Coordinate labeling entries

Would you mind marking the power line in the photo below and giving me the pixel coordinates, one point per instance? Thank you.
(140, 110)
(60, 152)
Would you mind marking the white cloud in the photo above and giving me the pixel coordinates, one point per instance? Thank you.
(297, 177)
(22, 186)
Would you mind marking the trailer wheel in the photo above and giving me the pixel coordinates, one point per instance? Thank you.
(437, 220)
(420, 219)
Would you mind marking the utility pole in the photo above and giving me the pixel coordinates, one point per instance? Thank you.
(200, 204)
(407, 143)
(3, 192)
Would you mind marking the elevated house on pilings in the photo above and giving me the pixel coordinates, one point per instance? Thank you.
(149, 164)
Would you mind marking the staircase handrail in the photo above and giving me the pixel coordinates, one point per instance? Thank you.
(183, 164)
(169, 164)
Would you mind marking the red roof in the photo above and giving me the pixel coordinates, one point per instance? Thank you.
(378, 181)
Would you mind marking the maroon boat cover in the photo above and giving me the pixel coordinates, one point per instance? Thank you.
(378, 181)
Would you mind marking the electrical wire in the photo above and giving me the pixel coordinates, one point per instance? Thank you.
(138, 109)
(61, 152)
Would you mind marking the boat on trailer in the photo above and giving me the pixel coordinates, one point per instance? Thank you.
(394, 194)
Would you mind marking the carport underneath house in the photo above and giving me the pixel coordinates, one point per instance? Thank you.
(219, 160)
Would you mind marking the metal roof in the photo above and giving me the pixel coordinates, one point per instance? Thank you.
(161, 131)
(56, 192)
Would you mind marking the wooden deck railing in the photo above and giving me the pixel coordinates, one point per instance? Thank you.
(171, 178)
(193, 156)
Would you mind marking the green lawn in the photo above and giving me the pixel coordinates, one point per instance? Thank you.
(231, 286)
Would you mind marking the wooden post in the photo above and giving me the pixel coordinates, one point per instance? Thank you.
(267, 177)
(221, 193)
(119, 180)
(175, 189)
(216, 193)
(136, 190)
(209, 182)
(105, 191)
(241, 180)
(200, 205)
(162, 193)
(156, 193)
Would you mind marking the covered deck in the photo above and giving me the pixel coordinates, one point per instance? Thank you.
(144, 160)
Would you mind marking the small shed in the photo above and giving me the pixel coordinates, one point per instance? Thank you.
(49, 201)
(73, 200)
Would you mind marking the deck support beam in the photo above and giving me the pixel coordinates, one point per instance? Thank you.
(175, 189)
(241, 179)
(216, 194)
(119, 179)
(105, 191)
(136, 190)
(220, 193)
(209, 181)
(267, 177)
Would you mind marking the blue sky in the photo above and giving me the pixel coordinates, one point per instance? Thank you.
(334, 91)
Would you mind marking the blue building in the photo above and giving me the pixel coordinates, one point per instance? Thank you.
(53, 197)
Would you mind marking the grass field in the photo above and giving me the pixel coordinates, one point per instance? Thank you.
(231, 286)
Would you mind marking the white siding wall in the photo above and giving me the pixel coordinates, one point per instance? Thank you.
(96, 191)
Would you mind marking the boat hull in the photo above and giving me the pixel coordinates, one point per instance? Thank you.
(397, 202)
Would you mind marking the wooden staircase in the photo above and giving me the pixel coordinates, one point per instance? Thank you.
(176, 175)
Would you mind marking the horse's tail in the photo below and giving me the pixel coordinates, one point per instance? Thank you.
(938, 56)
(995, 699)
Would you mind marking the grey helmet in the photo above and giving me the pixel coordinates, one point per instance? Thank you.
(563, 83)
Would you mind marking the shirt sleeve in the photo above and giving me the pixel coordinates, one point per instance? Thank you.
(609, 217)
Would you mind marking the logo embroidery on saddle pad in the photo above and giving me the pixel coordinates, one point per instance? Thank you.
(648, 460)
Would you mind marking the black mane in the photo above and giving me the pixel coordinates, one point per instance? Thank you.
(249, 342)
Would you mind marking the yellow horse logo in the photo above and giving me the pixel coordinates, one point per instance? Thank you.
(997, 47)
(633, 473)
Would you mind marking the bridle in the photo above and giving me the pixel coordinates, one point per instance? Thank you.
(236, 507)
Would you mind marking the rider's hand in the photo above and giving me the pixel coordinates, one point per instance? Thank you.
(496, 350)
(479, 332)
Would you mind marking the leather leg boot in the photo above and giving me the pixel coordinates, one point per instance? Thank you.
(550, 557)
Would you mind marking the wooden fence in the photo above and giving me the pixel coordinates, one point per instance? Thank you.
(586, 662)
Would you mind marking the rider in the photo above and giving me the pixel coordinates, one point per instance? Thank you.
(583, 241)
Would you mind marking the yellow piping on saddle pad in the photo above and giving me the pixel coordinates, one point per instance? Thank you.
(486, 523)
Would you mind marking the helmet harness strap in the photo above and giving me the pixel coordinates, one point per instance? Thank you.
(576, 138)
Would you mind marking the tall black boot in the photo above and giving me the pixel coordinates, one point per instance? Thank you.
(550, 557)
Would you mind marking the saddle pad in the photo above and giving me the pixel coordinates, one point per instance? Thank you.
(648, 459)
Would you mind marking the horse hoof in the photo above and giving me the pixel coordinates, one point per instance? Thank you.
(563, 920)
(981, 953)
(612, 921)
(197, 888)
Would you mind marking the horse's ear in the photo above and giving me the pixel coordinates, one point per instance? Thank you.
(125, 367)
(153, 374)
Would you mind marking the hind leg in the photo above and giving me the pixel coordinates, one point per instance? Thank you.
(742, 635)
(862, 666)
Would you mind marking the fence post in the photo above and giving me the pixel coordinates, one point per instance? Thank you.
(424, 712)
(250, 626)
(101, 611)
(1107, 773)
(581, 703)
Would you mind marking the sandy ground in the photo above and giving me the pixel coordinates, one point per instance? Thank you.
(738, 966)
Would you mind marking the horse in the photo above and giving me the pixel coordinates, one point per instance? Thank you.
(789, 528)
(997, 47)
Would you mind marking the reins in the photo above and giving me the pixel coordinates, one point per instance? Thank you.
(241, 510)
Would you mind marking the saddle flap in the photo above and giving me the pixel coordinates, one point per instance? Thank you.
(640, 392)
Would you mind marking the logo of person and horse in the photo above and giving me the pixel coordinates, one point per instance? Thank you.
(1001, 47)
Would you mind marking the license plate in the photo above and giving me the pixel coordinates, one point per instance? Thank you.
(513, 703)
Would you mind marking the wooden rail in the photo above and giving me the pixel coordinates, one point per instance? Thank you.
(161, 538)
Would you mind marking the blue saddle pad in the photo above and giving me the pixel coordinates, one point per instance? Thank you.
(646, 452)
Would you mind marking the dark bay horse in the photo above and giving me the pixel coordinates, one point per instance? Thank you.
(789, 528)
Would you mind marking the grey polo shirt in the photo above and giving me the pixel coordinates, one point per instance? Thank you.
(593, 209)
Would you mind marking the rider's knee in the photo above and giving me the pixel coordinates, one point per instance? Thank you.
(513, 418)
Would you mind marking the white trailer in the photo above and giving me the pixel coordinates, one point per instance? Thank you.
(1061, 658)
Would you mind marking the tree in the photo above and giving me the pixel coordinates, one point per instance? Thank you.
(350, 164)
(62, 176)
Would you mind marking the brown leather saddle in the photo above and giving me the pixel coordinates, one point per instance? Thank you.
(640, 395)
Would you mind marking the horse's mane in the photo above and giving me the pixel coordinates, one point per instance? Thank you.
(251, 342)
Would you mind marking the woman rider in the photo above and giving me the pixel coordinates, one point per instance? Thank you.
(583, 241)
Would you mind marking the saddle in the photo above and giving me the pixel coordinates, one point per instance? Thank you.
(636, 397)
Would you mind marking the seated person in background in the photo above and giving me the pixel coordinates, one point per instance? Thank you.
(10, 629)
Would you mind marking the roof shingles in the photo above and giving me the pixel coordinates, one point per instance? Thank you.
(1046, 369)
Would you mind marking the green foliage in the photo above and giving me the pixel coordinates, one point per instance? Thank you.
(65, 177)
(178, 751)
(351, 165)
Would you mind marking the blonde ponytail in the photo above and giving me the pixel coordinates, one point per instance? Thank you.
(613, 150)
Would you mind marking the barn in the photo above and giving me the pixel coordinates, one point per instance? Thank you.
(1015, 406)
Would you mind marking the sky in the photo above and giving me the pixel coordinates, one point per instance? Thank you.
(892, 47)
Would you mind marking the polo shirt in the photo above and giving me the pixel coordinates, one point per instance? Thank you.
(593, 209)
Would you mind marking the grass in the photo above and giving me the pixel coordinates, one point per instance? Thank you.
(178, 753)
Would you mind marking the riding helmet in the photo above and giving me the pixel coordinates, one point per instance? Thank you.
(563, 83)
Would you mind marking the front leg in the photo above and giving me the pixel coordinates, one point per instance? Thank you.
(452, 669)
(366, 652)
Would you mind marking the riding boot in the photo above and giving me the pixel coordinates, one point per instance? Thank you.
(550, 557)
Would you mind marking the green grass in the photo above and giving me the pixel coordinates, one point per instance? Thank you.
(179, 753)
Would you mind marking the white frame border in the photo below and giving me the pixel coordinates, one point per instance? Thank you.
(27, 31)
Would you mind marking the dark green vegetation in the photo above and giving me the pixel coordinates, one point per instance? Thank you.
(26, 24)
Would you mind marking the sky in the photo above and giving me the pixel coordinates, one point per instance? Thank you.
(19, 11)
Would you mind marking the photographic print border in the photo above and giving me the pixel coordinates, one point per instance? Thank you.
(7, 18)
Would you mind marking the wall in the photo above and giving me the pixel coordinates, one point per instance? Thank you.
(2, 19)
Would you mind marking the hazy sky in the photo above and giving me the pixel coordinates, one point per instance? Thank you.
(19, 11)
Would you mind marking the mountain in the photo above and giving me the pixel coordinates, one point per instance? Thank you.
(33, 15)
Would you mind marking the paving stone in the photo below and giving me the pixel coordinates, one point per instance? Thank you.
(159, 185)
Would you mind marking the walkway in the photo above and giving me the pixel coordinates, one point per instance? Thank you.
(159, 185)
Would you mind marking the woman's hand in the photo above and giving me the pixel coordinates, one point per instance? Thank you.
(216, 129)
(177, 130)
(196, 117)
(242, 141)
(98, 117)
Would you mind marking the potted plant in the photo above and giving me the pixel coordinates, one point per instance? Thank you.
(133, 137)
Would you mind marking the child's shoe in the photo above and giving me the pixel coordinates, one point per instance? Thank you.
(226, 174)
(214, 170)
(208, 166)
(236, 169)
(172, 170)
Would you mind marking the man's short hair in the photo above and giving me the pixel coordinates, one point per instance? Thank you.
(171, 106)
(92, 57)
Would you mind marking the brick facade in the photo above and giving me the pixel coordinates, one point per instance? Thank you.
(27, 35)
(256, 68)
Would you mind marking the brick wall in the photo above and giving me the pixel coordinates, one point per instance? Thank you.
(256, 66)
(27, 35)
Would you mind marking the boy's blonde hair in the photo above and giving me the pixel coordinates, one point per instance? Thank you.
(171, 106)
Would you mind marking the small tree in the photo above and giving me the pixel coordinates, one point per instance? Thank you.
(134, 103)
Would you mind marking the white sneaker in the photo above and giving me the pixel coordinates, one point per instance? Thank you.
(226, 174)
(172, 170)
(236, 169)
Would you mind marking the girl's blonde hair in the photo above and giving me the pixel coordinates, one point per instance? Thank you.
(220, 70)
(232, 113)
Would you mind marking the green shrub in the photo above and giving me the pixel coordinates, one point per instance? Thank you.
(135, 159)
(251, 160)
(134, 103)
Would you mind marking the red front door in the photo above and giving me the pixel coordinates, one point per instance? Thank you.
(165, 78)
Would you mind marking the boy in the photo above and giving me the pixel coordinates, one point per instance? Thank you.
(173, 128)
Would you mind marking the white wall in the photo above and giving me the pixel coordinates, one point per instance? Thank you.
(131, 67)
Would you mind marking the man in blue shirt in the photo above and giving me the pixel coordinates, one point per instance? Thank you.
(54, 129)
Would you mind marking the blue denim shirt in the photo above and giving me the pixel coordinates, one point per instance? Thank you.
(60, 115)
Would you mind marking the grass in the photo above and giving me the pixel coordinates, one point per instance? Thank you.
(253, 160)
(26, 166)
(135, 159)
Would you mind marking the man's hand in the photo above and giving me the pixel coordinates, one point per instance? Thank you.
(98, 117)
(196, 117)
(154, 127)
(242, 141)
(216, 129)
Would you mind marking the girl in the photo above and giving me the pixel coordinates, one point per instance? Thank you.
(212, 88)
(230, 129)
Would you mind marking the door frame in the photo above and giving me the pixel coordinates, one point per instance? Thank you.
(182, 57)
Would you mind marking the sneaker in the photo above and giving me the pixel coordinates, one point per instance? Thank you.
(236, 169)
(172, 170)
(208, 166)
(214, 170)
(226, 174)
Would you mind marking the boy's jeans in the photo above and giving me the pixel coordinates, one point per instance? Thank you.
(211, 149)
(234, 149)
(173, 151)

-- WHAT YOU ARE ASKED TO DO --
Lay out as a Markdown table the lines starting with the one that contains "Would you mind marking the girl in" and going on through the last line of the entries, both ends included and blank lines left out. Use two columns, No. for the row number and Line for the line itself.

-- RESULT BELOW --
| No. | Line |
|---|---|
| 1 | Would you mind marking the girl in the photo above and giving me the pixel coordinates, one point per instance? Thank you. |
| 2 | (212, 88) |
| 3 | (230, 129) |
| 4 | Would you mind marking the door frame in the photo above and giving me the pixel coordinates, one point per instance? Thank you. |
| 5 | (182, 57) |
| 6 | Would you mind marking the sneaker in the photo above and giving me the pixel coordinates, one point per instance? Thank you. |
| 7 | (236, 169) |
| 8 | (172, 170) |
| 9 | (208, 166) |
| 10 | (214, 170) |
| 11 | (226, 174) |
| 12 | Would you mind marking the boy's jeans in the photo above and giving me the pixel coordinates, one point per instance? Thank you. |
| 13 | (211, 149) |
| 14 | (234, 149) |
| 15 | (173, 151) |